*SET PROBLEM*. How many lines in the data below contain the string "chandelier"? Case counts. Reply with the number alone.

— Start of SUPPLIED MATERIAL —

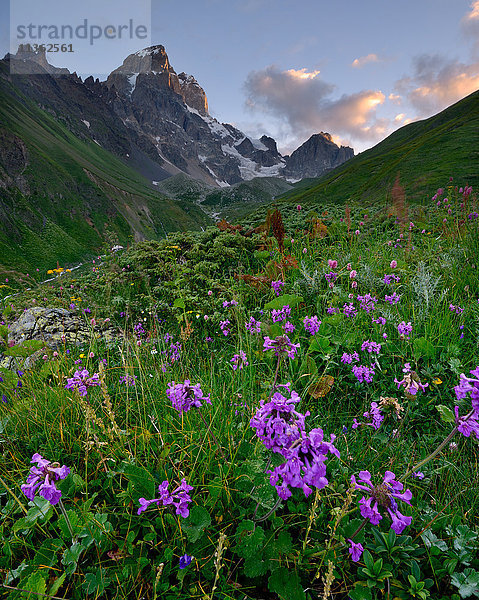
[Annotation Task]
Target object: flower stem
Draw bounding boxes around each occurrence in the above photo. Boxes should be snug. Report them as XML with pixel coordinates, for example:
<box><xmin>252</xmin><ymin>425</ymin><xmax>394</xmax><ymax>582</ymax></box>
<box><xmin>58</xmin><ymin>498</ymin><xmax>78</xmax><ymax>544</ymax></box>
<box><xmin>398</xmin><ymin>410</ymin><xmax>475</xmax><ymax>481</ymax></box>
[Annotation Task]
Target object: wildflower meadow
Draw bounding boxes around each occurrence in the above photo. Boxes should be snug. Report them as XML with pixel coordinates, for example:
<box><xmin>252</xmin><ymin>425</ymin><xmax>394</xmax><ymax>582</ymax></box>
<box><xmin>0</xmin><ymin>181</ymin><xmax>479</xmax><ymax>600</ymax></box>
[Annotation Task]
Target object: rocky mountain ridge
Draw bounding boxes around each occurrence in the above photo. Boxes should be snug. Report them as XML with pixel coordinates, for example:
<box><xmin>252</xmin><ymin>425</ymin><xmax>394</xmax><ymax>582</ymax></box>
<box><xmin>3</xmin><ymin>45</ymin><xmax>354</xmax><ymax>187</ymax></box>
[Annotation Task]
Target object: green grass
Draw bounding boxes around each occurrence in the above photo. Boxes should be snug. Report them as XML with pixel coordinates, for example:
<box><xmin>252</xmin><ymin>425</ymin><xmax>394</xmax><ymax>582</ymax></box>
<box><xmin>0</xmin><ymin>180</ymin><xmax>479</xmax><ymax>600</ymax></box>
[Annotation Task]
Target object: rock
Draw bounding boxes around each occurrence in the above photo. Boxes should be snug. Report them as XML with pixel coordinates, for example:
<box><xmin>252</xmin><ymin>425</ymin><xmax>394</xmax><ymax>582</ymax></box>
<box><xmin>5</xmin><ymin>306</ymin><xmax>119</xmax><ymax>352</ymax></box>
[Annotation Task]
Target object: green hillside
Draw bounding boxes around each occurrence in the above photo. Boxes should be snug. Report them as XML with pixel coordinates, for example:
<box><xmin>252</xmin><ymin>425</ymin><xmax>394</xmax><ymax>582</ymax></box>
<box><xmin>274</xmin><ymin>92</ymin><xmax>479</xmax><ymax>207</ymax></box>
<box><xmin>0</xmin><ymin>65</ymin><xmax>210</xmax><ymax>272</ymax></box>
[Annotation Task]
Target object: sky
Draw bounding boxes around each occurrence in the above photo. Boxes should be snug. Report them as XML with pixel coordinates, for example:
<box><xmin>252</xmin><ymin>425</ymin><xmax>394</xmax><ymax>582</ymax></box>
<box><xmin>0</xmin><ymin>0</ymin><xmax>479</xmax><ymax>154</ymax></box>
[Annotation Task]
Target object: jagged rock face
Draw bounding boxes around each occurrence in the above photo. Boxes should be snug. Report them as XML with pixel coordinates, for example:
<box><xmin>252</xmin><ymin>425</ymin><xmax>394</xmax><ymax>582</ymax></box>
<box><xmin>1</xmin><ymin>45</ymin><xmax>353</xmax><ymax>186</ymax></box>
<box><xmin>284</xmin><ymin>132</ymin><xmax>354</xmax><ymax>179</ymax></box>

— End of SUPPLIED MATERIAL —
— Start of SUPPLIED MATERIAL —

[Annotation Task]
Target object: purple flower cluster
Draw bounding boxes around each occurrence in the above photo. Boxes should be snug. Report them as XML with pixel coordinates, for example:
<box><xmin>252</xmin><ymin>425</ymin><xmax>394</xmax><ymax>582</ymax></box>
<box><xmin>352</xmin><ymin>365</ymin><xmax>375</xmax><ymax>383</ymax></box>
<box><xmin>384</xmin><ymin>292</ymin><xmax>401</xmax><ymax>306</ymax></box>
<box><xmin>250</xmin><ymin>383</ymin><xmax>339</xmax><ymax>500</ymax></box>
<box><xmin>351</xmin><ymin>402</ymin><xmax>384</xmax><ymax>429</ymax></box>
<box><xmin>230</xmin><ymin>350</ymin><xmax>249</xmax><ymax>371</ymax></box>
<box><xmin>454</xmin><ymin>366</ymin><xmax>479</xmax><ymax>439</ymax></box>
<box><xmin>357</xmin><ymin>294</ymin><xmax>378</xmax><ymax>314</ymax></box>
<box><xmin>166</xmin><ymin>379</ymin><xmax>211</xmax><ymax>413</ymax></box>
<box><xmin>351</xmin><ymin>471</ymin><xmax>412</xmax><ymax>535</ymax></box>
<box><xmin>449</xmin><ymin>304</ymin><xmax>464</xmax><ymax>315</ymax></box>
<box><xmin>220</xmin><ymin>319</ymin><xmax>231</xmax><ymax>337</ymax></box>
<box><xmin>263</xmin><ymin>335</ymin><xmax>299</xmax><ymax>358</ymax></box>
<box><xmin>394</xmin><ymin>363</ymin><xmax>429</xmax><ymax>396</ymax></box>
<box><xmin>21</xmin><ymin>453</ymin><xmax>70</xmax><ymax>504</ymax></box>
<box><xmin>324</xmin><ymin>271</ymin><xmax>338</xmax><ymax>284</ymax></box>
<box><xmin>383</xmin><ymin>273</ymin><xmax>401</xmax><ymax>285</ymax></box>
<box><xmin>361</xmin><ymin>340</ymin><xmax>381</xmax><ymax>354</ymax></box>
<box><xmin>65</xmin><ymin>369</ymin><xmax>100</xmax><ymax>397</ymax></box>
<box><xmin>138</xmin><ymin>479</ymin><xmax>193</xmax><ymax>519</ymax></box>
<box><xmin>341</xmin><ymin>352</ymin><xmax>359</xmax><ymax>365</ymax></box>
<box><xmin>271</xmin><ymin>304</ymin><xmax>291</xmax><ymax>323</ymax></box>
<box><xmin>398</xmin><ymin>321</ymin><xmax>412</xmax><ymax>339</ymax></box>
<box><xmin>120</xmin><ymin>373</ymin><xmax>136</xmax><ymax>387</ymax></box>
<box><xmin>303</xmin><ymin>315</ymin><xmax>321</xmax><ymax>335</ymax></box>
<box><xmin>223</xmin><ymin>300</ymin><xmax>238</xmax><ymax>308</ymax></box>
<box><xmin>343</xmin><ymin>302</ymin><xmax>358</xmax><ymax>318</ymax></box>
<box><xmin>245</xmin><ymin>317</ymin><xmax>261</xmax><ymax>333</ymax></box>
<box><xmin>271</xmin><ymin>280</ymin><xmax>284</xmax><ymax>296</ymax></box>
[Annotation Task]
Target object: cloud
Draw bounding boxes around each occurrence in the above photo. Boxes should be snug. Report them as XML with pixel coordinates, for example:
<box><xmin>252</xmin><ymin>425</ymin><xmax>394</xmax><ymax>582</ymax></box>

— End of SUPPLIED MATERIAL —
— Start of SUPPLIED MATERIAL —

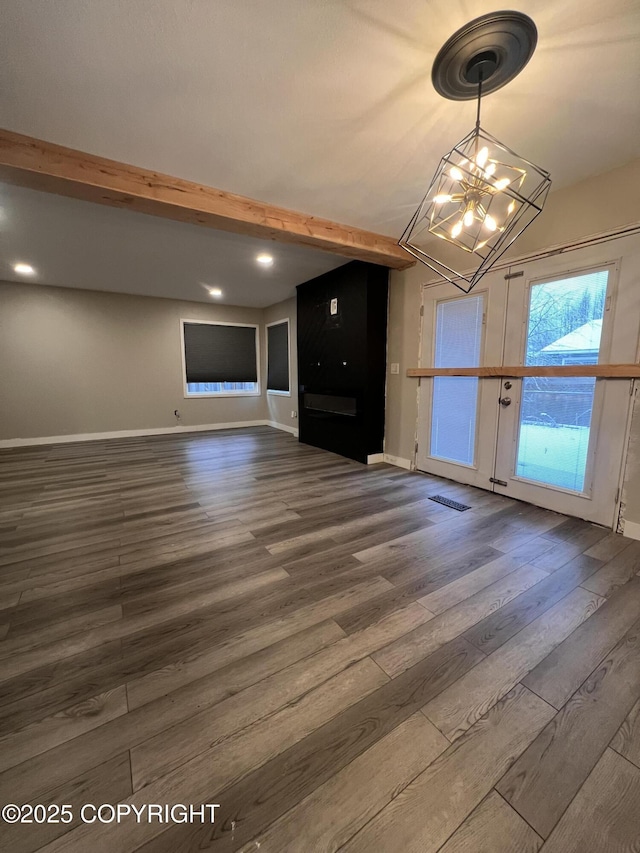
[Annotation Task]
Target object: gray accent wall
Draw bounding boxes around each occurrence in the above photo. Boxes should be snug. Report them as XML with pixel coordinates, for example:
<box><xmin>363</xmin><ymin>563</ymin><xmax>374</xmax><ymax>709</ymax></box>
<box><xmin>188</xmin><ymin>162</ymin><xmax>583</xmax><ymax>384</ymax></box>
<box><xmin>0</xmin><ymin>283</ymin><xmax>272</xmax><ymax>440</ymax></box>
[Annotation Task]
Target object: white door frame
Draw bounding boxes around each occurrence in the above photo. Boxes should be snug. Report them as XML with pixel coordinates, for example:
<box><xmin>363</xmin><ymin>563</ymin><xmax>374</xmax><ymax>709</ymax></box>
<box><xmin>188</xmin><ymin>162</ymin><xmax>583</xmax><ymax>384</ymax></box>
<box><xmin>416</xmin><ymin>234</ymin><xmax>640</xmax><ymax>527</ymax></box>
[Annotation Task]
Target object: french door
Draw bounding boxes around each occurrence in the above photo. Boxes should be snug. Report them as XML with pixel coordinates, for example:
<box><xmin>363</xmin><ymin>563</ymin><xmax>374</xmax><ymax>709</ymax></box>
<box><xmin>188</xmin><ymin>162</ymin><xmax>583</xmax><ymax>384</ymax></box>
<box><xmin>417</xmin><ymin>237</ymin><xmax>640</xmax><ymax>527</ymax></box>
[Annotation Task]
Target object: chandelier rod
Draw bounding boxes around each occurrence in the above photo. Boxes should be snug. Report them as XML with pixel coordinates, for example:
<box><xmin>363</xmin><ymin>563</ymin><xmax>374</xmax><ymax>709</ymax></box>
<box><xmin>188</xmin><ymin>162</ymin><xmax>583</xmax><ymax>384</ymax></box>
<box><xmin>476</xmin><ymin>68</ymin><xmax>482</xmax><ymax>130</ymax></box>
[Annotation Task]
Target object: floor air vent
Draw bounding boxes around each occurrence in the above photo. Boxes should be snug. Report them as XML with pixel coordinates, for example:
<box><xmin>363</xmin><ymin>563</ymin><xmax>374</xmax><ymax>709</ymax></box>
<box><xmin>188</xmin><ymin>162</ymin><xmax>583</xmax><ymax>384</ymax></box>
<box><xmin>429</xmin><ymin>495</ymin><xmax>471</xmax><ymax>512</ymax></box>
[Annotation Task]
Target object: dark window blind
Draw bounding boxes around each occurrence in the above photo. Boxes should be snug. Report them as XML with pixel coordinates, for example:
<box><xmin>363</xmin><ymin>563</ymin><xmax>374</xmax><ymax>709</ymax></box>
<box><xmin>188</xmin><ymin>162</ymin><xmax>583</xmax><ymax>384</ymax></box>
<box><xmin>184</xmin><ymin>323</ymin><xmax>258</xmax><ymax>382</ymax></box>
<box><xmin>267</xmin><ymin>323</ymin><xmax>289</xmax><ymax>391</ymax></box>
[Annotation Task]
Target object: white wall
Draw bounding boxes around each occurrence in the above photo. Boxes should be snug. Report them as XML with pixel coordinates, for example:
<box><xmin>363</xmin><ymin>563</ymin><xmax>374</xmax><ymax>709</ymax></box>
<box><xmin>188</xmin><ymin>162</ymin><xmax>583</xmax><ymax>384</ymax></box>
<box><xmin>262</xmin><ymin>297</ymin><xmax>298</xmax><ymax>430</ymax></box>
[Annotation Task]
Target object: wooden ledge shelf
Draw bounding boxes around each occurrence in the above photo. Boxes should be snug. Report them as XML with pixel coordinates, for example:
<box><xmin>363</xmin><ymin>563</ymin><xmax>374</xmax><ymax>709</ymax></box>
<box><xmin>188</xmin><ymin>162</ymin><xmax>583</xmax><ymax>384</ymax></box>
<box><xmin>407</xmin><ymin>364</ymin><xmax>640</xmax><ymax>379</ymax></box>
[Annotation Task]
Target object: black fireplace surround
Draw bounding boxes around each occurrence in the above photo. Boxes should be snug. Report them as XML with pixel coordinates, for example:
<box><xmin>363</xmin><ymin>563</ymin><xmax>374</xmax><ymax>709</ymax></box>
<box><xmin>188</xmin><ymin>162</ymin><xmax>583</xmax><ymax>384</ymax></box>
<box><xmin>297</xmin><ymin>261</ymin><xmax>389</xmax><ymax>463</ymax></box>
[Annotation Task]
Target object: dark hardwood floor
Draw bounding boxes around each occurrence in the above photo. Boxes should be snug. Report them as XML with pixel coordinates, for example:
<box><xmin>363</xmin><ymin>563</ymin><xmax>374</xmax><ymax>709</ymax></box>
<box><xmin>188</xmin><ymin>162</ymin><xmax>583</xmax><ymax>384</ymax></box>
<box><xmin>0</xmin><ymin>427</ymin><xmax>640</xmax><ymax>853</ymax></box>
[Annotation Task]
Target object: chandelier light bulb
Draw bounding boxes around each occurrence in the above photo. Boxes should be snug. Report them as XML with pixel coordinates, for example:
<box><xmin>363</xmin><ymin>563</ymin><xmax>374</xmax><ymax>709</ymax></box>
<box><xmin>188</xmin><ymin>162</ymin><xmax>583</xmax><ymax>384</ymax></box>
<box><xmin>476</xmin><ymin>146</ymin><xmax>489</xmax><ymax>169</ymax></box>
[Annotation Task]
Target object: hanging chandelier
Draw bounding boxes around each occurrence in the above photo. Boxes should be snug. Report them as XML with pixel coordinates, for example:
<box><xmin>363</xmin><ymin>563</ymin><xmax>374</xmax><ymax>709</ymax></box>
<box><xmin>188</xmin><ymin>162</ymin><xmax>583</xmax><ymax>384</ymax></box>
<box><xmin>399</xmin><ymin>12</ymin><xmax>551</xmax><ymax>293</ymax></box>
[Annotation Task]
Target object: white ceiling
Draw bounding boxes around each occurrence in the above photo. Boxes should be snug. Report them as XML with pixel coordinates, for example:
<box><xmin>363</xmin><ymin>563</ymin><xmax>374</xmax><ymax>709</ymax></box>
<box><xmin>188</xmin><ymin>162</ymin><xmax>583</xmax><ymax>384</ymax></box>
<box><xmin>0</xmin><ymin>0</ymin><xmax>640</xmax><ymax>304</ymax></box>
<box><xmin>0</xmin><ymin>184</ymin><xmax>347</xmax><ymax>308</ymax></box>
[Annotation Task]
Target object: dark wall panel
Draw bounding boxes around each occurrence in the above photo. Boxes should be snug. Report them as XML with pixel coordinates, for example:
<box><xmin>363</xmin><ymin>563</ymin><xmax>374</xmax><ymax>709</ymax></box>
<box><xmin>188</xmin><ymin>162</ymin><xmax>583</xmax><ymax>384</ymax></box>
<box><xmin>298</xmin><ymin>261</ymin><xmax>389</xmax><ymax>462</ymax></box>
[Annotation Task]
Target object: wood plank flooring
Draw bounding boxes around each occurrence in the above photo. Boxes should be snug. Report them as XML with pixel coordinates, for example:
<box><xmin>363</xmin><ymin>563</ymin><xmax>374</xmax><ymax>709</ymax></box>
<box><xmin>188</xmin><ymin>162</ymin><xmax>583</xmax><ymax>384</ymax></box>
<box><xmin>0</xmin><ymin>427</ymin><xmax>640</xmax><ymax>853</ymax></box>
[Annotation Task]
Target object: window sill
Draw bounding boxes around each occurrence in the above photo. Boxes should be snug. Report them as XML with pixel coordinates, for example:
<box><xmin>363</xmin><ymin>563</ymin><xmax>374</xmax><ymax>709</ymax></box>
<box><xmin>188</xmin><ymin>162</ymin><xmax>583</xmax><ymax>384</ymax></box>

— End of SUPPLIED MATERIAL —

*RESPONSE*. 3